**What is expected**
Reproduce exactly the line that includes "point: the leafy plant in this photo" and all lines after it, ending with the last line of the data.
%%
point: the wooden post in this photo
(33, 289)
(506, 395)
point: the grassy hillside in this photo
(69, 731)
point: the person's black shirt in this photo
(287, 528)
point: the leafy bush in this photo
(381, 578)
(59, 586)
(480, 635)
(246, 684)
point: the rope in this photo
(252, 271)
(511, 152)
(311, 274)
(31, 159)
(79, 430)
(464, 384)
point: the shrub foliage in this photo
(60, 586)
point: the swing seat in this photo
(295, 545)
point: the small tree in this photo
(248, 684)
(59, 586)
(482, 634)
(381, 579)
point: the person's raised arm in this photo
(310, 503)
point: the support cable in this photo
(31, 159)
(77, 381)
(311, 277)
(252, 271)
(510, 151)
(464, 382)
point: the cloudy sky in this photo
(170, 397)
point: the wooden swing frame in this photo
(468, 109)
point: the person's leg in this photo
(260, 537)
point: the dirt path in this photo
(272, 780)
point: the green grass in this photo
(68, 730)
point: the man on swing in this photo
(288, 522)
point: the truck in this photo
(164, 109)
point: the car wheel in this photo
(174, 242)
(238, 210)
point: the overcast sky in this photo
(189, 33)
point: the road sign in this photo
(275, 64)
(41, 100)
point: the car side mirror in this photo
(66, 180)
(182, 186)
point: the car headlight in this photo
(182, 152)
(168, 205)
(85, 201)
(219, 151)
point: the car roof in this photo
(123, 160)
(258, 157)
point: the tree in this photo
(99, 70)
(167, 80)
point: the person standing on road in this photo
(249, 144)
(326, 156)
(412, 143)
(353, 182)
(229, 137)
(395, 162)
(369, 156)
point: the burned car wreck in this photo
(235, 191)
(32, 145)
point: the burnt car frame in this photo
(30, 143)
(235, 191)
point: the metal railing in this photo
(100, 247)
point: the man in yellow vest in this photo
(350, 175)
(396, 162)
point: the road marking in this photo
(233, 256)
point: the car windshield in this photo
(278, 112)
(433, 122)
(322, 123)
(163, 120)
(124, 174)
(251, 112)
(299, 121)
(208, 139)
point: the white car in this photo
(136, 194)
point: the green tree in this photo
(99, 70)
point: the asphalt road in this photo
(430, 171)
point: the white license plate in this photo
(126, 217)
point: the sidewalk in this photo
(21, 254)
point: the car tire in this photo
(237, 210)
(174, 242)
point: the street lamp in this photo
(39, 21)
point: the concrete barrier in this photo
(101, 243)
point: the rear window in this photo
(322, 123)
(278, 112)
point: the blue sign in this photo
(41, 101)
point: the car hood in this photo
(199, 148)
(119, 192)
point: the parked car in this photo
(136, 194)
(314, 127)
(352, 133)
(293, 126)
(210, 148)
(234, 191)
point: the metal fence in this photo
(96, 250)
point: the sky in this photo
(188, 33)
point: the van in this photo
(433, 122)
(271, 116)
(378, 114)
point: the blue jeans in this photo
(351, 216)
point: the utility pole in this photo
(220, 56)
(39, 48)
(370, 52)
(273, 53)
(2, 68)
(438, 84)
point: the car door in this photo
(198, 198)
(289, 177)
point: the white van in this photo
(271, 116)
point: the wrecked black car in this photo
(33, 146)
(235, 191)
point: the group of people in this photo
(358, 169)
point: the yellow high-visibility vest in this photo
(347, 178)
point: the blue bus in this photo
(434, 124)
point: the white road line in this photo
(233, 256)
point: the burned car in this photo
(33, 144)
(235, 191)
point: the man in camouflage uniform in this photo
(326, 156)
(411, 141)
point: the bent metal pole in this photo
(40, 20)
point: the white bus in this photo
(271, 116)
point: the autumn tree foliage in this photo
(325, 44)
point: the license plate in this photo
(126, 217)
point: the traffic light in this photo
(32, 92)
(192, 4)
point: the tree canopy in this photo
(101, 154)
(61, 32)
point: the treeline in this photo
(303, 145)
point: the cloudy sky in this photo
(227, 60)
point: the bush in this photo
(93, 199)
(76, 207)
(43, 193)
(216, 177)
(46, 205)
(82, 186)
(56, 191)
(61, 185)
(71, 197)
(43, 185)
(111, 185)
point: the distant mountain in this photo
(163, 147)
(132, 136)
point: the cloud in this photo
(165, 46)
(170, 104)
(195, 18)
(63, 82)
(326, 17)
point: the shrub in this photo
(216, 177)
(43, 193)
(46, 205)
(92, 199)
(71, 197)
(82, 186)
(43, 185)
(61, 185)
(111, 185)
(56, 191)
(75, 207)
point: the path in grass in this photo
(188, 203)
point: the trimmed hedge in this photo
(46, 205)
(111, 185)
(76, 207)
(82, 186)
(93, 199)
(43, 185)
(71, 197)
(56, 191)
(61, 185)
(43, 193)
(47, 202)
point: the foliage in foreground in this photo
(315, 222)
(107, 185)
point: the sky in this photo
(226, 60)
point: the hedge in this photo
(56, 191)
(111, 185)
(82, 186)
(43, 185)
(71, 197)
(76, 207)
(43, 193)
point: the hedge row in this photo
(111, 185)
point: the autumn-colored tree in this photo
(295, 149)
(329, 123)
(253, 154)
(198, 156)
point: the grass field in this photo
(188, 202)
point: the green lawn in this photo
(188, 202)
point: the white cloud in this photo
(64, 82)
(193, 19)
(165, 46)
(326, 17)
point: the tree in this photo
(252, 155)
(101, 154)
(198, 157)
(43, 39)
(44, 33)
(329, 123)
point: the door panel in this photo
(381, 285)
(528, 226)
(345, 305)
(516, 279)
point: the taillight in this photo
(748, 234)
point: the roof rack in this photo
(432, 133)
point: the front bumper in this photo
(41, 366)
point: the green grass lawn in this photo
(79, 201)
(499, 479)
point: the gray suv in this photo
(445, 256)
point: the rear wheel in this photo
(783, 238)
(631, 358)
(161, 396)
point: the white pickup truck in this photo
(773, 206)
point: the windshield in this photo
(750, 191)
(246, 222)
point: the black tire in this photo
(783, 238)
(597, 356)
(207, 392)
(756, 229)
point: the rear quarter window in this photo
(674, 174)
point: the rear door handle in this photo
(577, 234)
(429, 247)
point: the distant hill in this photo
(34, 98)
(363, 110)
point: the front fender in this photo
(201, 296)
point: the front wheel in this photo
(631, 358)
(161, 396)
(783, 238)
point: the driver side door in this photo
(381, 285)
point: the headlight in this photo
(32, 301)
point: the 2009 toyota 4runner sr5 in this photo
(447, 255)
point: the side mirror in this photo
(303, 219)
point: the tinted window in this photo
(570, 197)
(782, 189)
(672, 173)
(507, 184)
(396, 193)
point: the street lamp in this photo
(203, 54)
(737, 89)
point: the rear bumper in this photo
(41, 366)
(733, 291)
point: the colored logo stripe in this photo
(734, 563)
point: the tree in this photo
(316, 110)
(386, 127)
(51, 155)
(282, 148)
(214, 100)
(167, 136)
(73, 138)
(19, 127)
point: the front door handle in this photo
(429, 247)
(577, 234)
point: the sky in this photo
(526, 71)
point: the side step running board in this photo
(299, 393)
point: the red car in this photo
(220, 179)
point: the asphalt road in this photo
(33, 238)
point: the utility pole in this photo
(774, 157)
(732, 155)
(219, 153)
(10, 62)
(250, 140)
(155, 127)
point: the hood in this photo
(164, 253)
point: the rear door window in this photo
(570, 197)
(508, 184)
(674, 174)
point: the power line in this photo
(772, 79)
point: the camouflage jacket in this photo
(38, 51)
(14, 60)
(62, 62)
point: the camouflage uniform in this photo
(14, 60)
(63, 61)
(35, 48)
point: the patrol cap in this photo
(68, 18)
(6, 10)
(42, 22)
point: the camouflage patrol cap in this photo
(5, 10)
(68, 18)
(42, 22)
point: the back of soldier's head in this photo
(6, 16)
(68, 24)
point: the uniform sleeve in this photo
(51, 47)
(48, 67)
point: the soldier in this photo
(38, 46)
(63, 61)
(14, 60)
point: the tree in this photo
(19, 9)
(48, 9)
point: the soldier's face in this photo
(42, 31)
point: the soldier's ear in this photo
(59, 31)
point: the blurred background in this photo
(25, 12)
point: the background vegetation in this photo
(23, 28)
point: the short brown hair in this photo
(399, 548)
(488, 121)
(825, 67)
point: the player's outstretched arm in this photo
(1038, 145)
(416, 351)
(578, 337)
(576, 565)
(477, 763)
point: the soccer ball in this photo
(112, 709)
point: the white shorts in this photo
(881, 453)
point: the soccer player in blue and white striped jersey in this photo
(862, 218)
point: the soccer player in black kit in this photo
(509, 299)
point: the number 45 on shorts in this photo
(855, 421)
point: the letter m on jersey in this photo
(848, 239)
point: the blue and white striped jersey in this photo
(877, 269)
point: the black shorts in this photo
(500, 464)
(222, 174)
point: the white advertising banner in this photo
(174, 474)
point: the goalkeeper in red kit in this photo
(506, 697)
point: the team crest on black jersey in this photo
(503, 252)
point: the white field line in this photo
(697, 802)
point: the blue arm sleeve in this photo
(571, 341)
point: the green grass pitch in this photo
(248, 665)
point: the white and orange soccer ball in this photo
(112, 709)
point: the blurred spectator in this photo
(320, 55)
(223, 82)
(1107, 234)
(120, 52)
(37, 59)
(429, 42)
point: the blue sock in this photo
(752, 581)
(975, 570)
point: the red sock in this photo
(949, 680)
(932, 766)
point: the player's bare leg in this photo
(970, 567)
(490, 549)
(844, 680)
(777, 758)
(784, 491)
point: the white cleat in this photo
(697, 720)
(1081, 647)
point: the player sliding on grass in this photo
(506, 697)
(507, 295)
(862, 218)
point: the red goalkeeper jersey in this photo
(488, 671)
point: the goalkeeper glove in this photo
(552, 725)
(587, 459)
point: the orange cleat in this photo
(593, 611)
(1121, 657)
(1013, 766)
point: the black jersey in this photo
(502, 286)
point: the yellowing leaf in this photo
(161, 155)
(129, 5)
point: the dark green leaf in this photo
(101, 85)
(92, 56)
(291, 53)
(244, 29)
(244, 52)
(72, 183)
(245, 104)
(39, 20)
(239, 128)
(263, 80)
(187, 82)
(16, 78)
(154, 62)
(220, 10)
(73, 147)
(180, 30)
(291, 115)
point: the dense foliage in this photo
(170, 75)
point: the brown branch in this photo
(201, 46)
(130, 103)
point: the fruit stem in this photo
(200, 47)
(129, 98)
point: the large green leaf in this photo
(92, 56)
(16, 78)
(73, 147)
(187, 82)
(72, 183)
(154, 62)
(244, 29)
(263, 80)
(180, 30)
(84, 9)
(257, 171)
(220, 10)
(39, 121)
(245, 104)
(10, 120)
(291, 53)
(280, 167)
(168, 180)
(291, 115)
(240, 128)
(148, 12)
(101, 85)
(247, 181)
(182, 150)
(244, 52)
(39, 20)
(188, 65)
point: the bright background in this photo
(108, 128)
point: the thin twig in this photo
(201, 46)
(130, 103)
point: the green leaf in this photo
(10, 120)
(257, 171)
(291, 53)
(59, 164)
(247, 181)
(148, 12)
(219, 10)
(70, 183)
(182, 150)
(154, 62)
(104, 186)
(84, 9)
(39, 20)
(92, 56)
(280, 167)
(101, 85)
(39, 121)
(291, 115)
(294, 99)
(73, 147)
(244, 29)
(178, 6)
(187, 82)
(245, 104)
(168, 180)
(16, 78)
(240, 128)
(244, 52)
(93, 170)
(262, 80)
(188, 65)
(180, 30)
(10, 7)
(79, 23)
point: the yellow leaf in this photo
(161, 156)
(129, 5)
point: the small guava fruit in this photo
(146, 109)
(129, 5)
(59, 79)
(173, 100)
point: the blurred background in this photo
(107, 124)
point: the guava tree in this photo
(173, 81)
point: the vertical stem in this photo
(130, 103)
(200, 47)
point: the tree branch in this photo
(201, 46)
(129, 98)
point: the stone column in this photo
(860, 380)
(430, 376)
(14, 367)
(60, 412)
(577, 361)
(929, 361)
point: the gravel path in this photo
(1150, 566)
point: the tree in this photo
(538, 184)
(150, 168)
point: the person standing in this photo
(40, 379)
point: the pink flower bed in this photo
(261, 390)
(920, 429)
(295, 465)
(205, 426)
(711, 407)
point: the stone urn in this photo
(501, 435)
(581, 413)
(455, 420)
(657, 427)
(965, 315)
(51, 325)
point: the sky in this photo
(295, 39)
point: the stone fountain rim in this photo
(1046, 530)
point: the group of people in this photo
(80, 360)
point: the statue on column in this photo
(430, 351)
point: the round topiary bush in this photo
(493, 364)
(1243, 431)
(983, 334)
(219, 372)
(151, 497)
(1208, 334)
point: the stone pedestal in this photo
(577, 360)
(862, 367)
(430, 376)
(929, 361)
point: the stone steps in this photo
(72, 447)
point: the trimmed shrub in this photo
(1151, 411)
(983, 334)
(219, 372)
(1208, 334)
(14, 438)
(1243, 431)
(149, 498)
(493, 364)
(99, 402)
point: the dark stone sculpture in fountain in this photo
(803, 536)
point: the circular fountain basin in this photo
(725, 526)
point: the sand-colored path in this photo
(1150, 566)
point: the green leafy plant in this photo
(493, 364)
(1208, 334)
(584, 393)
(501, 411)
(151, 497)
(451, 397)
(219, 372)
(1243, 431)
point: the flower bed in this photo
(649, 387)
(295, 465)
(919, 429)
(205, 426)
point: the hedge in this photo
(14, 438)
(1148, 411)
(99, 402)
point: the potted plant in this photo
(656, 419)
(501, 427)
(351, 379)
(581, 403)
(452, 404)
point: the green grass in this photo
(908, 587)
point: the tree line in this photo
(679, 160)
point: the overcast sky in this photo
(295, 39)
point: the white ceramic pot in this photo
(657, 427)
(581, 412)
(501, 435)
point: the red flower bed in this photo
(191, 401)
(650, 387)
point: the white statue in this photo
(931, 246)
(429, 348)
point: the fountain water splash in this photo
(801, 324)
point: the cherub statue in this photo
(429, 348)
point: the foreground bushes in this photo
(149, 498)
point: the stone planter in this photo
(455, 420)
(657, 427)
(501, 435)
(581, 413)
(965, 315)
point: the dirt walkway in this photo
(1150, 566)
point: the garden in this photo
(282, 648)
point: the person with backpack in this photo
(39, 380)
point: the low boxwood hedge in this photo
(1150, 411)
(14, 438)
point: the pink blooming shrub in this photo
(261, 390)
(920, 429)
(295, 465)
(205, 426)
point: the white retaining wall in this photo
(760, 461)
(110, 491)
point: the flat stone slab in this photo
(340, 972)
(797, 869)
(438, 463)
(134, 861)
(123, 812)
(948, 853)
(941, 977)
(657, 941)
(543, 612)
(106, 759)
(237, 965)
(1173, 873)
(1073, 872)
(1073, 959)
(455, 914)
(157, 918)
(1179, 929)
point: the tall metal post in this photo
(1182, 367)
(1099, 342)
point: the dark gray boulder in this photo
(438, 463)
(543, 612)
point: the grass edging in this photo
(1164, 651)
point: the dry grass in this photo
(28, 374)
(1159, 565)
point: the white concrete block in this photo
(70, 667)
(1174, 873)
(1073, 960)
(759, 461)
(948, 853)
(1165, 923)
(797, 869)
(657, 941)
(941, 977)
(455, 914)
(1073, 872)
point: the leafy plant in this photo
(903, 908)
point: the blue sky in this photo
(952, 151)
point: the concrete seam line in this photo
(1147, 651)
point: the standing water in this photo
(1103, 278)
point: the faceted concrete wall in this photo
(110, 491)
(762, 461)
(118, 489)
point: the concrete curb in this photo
%%
**Response to this task**
point: the leafy plant in this photo
(903, 908)
point: the blue sky in this photo
(952, 151)
point: the concrete seam line in this photo
(1147, 651)
point: the standing water in this photo
(1103, 278)
point: the faceted concrete wall in this photo
(110, 491)
(762, 461)
(118, 489)
point: the concrete curb in this photo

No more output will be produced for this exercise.